▶ _What you are asked to do_: Print exactly the lines from the one containing "Could you spot the large" through the last line of the listing, both included.

▶ _Location identification items_:

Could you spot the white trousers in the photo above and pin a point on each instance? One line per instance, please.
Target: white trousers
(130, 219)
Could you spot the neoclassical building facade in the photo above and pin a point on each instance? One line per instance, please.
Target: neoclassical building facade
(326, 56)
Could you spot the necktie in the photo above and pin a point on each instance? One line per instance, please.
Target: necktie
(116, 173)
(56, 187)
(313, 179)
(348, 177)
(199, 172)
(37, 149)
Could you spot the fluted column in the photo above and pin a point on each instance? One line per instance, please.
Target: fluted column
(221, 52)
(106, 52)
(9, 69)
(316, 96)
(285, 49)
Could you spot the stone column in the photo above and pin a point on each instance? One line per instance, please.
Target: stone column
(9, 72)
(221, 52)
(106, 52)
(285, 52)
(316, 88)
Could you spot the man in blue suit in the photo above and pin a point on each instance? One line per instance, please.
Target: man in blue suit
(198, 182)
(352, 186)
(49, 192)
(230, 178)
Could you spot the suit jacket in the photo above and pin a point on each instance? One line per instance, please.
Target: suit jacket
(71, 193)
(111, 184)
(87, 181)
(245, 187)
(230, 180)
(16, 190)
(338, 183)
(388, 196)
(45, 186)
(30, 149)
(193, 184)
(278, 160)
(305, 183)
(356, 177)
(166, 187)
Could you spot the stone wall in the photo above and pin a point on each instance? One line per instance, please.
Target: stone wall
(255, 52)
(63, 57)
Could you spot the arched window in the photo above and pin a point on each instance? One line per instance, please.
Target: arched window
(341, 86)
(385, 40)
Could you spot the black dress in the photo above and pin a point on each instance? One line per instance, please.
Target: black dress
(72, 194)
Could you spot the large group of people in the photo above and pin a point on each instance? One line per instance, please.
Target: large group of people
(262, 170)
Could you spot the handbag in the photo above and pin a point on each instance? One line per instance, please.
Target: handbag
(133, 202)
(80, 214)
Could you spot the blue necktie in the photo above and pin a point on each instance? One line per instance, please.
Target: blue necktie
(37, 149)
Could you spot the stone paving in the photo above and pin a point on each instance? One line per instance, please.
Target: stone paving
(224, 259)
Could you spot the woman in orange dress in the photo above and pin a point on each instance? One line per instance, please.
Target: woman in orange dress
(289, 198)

▶ _Result_:
Could you spot the large group of people in the photo above and pin a point on each instance? One line per instance, please.
Target: large group of people
(262, 170)
Could you spot the handbag in the photo above and pin a point on each instance? One line per instance, please.
Target: handbag
(133, 202)
(80, 214)
Could you spot the blue necktie in the photo above and pin a point on each instance? One line per instance, please.
Target: blue necktie
(37, 149)
Could you spot the stone paving in the photo above and pin a point on each instance? One line per instance, please.
Target: stone paving
(224, 259)
Could you spot the woman in orange dress in the photo above and pin a point on each instance? One line per instance, please.
Target: woman in orange dress
(289, 198)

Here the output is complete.